(Dataset items)
.....

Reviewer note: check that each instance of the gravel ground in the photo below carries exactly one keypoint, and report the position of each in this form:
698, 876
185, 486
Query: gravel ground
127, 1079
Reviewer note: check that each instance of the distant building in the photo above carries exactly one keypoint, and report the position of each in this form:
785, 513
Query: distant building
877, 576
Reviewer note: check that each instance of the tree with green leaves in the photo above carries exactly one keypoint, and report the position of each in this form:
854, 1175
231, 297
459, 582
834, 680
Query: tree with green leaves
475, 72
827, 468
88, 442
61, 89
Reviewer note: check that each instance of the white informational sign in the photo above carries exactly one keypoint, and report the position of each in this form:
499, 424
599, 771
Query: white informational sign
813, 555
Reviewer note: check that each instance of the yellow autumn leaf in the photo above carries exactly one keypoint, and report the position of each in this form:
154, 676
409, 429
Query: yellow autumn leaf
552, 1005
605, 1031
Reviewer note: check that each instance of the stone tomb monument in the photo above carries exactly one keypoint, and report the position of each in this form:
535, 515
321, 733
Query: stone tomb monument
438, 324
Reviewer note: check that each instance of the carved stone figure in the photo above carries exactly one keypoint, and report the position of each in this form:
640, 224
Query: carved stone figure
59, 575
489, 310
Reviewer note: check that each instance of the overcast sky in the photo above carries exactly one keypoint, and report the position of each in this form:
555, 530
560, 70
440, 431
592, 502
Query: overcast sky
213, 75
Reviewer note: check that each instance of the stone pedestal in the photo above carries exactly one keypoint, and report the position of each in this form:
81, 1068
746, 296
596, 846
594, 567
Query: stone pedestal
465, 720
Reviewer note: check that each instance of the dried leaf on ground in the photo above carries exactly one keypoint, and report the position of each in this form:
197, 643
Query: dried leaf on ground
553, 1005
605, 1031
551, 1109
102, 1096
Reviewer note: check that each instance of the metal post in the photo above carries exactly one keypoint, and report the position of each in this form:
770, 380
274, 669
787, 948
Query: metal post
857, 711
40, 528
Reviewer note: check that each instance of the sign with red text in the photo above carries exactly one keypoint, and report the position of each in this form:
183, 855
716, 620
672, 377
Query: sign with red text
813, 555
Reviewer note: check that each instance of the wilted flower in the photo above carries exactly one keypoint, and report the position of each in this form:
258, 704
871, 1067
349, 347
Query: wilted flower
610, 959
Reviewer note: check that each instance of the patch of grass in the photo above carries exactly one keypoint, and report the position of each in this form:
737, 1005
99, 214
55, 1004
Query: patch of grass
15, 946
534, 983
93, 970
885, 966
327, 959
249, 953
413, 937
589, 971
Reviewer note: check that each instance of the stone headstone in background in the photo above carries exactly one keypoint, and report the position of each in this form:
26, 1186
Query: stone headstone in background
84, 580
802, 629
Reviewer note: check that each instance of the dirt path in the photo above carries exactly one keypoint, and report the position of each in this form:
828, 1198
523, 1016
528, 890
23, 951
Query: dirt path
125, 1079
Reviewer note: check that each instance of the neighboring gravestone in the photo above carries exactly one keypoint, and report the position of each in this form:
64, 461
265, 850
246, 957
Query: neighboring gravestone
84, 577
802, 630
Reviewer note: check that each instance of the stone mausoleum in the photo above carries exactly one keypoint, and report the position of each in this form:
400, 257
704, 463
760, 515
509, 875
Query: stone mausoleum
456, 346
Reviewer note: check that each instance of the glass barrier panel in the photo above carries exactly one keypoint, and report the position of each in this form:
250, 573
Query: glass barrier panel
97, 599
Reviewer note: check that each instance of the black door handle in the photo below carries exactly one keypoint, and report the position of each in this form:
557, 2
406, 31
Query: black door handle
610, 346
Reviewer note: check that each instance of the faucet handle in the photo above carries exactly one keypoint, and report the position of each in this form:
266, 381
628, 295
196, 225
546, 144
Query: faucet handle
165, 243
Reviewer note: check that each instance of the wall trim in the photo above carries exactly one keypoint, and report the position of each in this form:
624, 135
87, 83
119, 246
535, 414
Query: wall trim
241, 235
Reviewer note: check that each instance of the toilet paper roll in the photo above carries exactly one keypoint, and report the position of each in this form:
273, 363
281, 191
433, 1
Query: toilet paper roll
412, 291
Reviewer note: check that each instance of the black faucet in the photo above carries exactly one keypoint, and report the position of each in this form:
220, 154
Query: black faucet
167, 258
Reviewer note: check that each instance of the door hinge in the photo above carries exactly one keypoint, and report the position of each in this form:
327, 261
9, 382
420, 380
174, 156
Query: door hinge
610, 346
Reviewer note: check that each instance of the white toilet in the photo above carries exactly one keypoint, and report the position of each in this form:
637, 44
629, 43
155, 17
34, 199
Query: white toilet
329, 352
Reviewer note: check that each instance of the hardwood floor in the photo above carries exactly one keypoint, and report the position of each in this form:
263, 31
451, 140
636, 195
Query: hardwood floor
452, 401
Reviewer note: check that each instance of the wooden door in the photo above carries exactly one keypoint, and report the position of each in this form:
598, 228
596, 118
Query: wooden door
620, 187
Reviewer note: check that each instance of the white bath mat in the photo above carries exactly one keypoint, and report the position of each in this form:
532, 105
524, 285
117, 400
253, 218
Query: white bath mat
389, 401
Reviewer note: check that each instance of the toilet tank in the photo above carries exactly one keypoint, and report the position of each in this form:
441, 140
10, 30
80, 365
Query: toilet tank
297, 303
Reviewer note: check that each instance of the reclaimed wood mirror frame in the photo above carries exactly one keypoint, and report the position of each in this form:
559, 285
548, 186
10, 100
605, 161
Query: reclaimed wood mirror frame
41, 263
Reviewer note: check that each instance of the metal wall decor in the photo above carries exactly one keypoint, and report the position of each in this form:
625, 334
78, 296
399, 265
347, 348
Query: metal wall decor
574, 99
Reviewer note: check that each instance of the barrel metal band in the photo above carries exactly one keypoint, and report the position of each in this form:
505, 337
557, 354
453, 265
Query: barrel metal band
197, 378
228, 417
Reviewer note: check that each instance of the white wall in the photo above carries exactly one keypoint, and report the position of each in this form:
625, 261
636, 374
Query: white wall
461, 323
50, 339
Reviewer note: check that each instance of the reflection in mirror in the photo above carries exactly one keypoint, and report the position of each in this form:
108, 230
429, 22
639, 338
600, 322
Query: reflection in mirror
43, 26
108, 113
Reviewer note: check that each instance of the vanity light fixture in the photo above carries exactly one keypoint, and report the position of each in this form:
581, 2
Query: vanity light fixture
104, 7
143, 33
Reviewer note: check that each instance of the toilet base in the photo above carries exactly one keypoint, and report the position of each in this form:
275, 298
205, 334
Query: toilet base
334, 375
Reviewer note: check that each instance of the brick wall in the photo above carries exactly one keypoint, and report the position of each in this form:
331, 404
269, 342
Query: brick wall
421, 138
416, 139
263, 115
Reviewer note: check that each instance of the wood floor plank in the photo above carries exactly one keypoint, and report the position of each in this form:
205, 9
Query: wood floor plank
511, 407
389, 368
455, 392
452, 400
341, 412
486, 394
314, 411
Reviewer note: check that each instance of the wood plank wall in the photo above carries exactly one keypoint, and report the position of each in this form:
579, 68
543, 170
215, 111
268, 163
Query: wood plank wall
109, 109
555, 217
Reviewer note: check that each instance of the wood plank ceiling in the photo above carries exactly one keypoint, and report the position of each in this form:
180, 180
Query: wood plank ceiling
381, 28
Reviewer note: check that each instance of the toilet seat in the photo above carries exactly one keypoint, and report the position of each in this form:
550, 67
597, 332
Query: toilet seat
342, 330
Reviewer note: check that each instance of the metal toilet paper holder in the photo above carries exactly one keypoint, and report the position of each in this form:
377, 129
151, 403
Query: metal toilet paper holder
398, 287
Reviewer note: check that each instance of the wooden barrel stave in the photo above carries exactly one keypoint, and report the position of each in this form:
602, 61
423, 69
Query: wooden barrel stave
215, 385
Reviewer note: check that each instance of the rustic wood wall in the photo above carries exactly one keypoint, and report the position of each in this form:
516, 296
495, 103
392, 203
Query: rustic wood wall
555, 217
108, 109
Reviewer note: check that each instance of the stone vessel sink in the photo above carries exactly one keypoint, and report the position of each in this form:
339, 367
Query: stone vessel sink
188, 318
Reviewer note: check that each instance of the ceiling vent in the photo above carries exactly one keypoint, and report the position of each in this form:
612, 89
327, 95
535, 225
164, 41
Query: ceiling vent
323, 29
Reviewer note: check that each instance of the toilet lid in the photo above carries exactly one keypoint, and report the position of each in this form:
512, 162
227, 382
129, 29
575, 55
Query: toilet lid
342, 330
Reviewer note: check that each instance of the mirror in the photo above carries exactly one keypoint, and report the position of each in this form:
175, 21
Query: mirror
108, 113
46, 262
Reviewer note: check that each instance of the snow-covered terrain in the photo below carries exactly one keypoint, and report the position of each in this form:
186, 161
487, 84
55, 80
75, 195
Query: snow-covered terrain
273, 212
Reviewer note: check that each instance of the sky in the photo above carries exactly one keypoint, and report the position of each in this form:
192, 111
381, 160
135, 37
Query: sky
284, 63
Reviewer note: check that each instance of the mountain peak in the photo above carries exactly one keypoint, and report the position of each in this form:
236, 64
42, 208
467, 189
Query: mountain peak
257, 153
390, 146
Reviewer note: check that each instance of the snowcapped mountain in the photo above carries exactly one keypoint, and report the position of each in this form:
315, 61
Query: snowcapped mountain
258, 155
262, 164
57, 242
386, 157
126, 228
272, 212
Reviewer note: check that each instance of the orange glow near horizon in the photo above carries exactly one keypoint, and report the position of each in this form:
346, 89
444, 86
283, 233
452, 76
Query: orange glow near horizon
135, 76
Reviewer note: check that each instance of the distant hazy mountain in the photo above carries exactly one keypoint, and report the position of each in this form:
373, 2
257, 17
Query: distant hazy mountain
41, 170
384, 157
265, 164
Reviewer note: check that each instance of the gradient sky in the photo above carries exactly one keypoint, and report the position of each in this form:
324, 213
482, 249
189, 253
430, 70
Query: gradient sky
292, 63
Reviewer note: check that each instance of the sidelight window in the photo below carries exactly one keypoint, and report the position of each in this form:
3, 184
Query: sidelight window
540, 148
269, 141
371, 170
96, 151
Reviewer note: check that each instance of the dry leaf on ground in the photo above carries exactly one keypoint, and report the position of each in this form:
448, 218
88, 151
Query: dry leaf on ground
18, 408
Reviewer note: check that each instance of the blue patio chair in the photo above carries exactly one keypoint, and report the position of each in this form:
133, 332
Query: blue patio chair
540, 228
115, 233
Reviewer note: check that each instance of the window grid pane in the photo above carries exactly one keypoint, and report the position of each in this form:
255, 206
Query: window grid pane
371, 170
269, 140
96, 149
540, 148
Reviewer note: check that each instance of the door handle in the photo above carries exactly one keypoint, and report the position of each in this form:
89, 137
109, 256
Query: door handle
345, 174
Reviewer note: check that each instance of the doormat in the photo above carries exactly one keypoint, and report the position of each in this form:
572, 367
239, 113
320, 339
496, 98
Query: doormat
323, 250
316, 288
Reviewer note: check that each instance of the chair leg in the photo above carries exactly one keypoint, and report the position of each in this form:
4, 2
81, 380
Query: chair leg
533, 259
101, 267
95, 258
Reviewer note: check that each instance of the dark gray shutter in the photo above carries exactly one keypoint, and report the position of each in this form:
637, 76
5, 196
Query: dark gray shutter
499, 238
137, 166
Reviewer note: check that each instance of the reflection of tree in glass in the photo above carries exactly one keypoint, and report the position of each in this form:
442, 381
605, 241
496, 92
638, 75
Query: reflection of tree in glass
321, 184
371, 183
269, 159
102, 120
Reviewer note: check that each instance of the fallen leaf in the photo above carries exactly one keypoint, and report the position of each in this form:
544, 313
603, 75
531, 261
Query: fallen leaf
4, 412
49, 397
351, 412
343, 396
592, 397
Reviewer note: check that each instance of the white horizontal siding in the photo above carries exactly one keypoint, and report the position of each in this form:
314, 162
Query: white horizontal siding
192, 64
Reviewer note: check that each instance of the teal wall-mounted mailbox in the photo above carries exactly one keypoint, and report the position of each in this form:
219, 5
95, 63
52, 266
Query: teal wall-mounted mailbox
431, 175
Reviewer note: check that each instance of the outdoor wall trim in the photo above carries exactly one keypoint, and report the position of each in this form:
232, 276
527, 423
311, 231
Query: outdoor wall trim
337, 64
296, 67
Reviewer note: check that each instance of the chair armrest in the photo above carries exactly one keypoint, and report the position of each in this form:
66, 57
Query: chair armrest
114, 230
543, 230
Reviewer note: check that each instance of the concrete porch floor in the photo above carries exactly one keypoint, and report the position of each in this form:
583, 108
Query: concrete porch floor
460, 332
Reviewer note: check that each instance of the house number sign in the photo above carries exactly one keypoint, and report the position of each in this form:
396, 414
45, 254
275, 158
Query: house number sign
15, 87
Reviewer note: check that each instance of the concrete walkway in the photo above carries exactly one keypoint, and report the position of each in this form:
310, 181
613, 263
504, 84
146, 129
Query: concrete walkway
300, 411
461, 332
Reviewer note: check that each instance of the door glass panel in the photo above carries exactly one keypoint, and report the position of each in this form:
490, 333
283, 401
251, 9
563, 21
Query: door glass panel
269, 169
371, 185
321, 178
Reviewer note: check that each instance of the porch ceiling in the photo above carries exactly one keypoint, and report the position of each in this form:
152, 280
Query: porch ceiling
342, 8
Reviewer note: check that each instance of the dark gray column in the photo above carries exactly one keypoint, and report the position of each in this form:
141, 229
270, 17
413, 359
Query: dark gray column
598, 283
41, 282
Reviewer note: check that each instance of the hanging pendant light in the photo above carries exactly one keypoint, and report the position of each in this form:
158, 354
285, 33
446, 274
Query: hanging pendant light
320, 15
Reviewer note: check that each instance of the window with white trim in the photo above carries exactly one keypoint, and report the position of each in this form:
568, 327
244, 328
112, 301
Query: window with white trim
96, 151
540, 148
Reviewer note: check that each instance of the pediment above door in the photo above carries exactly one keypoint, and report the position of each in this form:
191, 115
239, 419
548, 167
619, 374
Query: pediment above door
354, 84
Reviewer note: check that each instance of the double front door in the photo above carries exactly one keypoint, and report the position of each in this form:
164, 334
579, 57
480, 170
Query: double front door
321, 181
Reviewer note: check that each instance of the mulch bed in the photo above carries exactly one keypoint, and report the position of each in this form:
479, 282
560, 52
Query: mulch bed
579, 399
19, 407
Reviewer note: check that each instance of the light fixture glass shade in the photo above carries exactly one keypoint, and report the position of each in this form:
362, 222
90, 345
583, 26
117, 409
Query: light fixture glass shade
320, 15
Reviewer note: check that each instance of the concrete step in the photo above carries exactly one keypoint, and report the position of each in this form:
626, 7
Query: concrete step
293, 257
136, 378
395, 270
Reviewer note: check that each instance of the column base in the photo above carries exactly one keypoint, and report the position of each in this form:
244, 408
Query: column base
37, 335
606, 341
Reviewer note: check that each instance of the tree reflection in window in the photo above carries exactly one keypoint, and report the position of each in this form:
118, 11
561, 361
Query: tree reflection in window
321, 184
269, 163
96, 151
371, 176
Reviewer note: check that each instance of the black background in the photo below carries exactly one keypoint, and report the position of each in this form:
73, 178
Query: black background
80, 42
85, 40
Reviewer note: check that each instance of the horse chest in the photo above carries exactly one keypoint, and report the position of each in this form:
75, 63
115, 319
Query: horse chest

.....

Everything from the line containing "Reviewer note: check that each instance of the pediment" to the end of the data above should be quoted exactly, please, both ends included, and nothing outside that span.

Reviewer note: check that each instance of the pediment above door in the photo above carries exactly one keypoint, and report the position of each in this form:
191, 115
239, 419
548, 167
619, 374
Query: pediment above door
354, 84
Reviewer note: check that each instance of the double front door in the photo above carries exactly one keypoint, and report the position of each in this form:
164, 334
579, 57
480, 170
Query: double front door
321, 181
Reviewer note: check that each instance of the mulch bed in the photo above carries exactly one keypoint, and report the position of each in this form:
479, 282
560, 52
Query: mulch bed
579, 399
19, 407
Reviewer note: check that each instance of the light fixture glass shade in the photo above carries exactly one keypoint, and report the position of each in this form:
362, 222
90, 345
583, 26
117, 409
Query: light fixture glass shade
320, 15
Reviewer note: check that each instance of the concrete step in the photo above carries exactly one keypoint, and report the position of each in this form:
626, 7
Query: concrete step
293, 257
136, 378
395, 270
Reviewer note: check that each instance of the column base in the photo above carries exactly one keypoint, and report the position of each in this form:
244, 408
Query: column base
37, 335
606, 341
Reviewer note: check that each instance of the tree reflection in window in the photo above carries exactly one keypoint, and report the position of each in this form:
118, 11
561, 361
Query: tree reflection in window
321, 184
269, 163
96, 151
371, 176
Reviewer note: check that each instance of the black background in the photo below carries exactly one keypoint, and report the position of each in this form:
73, 178
Query: black background
80, 42
85, 40
Reviewer note: check that each instance of the horse chest in the photo above carries exactly one keypoint, and report the position of each in this form:
75, 63
115, 319
Query: horse chest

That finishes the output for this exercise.